- _Source_:
-*-*-

# Which Nordica Skis??



## HickOnACrick (Jun 17, 2007)

I have been away from skiing for a while, but now back in Utah with a season pass. 

I have the opportunity to proform Nordica skis, but wanted some opinions before ordering a pair.

Are they crap? 

If they are not crap and you wanted a good all-mntn ski for Utah, which ski would you get?

Thanks


----------



## yetigonecrazy (May 23, 2005)

anything with a Volkl logo on it


----------



## catfishjon (Jan 27, 2007)

their "freeride" skis are all pretty sweet. the enforcer would be great for an everyday ski. the blower is awsome but pretty big. need some fresh snow too have fun on them. the jah love is the biggest ski on the market. need a lot of snow to make them worth while. unless you are a really strong skier. i would get the enforcer if you can only afford one pair. if you can get 2 get the blowers too.


----------



## BigSpencer (Jun 1, 2004)

*...anything..*

..Praxis!....


----------



## liquidchaos (Jul 11, 2005)

*up on the bis.*

so everyone knows, Tecnica owns nordica, the factory, the company, everything. Tecnica divorced Volkl because they did not like the direction the company was going. Tecnica made Volkl what it is today, the money the design, etc. Tecnica has gone out and bought blizard, took all the great desighners from volkl and dropped a ton of change into the factory. So, give them a shot before you try a ski that is made in the same factory or made by a ski marketing firm. check em' out, vertical sidewalls, wood core, one to two sheets titanal, etc. a great traditional ski design. enough on the marketing, get whatever you like to ski on, but after racing for nordica, skiing CB for years on volkls and not I have found the ski for me!


----------



## hullflyer (Aug 22, 2004)

I bought the 185cm Enforcer last fall and had an epic season here in the San Juans on them. Skied Silverton and and cat-skied Molas Pass a few times as well as the area a lot. Great skis, plenty of float they also ski the groomers well. i'm 5'10" 170 lbs. Really happy with the choice I made. Similar to the Volkl Mantra.


----------

-*-*-

- _Collected data_:
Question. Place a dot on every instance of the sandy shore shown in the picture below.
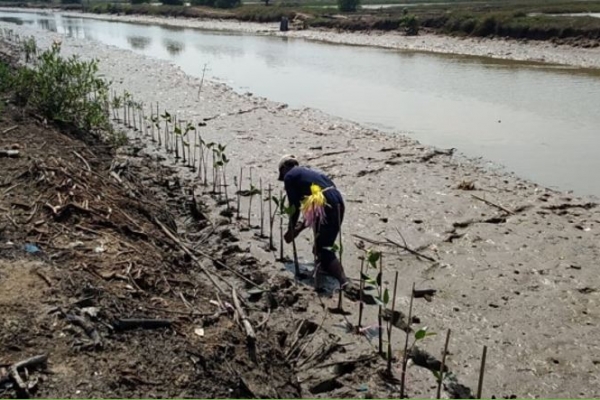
(521, 282)
(537, 51)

-*-*-

- _Your objective_: Quote the Nordica ski thread word for word, starting with "so everyone knows, Tecnica" and going on through "ski for me!". The listing has no connection to the Nordica ski thread.

- _Final result_:
so everyone knows, Tecnica owns nordica, the factory, the company, everything. Tecnica divorced Volkl because they did not like the direction the company was going. Tecnica made Volkl what it is today, the money the design, etc. Tecnica has gone out and bought blizard, took all the great desighners from volkl and dropped a ton of change into the factory. So, give them a shot before you try a ski that is made in the same factory or made by a ski marketing firm. check em' out, vertical sidewalls, wood core, one to two sheets titanal, etc. a great traditional ski design. enough on the marketing, get whatever you like to ski on, but after racing for nordica, skiing CB for years on volkls and not I have found the ski for me!